Vorliegender Text:
Ian McEwan - Unschuldige

  • Originaltitel: The Innocent


    Inhalt:
    Leonard Marnham, Techniker des British Post Office, wird ins Berlin der Nachkriegszeit beordert, wo die West- und Ostmächte sich gegenseitig bespitzeln und ausspionieren. Als Engländer soll er die Amerikaner dabei unterstützen, einen Tunnel in den Ostsektor zu bauen, um dort Abhöranlagen zu installieren - ein streng geheimes Projekt, von dem nur Auserwählte Informationen haben.
    Leonard, ein unbedarfter junger Mann Mitte Zwanzig, stellt sein berufliches Können in den Dienst des Spionageprojektes und sich selbst in den Dienst seines amerikanischen Vorgesetzten. Bis er eines Tages einer deutschen Frau, Maria, begegnet, sich verliebt und seine ersten sexuellen Erfahrungen macht.


    Das Berlin der 50er Jahre mit seinen Trümmern, den Ruinen und dem Schutt ersteht in diesem Buch. Aus historischen Fakten und Fiktion mischt McEwan einen spannenden, mitreißenden Roman (das Tunnelprojekt der Amerikaner gab es tatsächlich).
    Leonard ist nicht unbedingt ein angenehmer oder sympathischer Protagonist; Sein Selbstbewußtsein ist nicht sonderlich ausgeprägt, mit seinem Einfühlungsvermögen ist es nicht weit her, und besonders schlau ist er auch nicht. Aber irgendwie hat er immer Glück und laviert sich durch Situationen, die andere Leute den Kopf kosten würden (oder sie zumindest ins Gefängnis bringen).


    Gefallen hat mir der ironische Ton des Autors, vor allem, wenn er die wahnsinnig wichtigen Geheimnisträger handeln lässt und ihre Hierarchie betrachtet. Heute, 50 Jahre später, ist es amüsant zu lesen, welche Verschwörungen man der Gegenseite andichtete und wie man sich davor zu bewahren glaubte, von ihr in die Tasche gesteckt zu werden.

Zu lösende Aufgaben:
1. Gib den Abschnitt der Rezension von „Das Berlin der“ bis einschließlich „gab es tatsächlich).“ wortgetreu wieder.
2. Wozu wird laut der Rezension der Tunnel in den Ostsektor gebaut, und welche Aufgabe erhält Leonard dabei?
3. Entscheide für jede Aussage, ob sie mit der Rezension übereinstimmt: (a) Das Tunnelprojekt der Amerikaner hat es wirklich gegeben. (b) Leonard wird als besonders schlau beschrieben. (c) Maria ist Amerikanerin.
Stütze dich ausschließlich auf die Rezension.

Aus einer Sammlung entnommene Daten
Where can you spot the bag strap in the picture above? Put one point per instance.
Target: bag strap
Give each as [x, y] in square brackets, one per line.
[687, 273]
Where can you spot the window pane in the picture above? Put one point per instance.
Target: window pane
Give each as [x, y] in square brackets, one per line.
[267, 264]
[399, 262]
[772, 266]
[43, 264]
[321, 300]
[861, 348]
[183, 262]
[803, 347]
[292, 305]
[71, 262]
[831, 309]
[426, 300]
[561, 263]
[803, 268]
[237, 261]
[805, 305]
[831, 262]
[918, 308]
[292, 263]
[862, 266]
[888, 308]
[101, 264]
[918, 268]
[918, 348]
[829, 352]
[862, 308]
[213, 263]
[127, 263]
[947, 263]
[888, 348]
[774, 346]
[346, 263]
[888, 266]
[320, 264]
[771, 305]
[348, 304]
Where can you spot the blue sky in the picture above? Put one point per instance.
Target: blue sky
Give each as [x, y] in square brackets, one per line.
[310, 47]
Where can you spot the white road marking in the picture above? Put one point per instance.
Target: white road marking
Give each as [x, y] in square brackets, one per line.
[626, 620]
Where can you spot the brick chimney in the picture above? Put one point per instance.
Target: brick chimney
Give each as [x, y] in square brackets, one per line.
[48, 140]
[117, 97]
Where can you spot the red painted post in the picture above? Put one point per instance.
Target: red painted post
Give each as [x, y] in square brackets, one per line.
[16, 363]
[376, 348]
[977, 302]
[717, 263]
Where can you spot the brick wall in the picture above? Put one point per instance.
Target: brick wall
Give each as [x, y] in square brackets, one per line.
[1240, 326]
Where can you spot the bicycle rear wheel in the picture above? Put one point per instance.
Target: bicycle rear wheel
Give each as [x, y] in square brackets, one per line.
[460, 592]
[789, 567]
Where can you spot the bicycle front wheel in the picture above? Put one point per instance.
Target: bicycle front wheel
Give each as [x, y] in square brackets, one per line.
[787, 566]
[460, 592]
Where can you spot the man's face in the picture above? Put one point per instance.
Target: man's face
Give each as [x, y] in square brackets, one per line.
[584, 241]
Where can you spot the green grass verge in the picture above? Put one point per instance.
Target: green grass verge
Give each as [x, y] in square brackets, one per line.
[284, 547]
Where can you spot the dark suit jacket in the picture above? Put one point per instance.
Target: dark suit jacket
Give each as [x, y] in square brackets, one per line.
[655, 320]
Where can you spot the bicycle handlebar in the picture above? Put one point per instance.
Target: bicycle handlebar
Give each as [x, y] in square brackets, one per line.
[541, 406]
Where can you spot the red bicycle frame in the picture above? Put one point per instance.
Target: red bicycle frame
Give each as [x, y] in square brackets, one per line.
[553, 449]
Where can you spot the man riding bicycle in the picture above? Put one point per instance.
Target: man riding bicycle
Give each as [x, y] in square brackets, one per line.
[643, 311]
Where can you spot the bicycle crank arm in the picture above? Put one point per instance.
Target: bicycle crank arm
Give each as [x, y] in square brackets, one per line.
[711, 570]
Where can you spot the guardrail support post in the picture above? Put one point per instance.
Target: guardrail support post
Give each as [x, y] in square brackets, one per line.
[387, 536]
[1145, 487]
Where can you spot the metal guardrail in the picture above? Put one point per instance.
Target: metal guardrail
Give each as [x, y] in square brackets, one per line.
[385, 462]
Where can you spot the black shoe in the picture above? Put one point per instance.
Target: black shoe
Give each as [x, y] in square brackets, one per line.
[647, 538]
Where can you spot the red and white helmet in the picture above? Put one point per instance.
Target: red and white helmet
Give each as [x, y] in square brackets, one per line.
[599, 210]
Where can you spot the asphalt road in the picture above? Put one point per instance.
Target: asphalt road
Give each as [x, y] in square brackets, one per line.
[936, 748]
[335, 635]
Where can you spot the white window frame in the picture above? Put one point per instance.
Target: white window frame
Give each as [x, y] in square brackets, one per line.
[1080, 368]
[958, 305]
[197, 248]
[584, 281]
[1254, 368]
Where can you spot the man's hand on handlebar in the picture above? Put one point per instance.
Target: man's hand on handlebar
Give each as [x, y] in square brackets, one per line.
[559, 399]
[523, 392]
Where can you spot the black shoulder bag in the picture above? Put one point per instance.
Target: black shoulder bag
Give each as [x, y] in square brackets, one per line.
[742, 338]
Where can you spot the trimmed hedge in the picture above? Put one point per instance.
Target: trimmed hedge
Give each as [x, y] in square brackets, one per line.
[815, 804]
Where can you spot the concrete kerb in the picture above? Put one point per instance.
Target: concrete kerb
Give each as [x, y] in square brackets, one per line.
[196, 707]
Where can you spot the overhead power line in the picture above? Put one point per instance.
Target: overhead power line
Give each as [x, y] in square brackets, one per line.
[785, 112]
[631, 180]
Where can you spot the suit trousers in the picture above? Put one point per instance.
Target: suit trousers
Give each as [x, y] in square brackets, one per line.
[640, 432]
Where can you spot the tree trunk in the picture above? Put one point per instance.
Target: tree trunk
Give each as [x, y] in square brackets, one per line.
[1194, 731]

Gelöste Aufgaben:
1.
Das Berlin der 50er Jahre mit seinen Trümmern, den Ruinen und dem Schutt ersteht in diesem Buch. Aus historischen Fakten und Fiktion mischt McEwan einen spannenden, mitreißenden Roman (das Tunnelprojekt der Amerikaner gab es tatsächlich).

2. Der Tunnel soll es ermöglichen, im Ostsektor Abhöranlagen zu installieren. Leonard soll als Engländer die Amerikaner beim Bau unterstützen.

3.
(a) Ja: „das Tunnelprojekt der Amerikaner gab es tatsächlich“
(b) Nein: „besonders schlau ist er auch nicht“
(c) Nein: „einer deutschen Frau, Maria“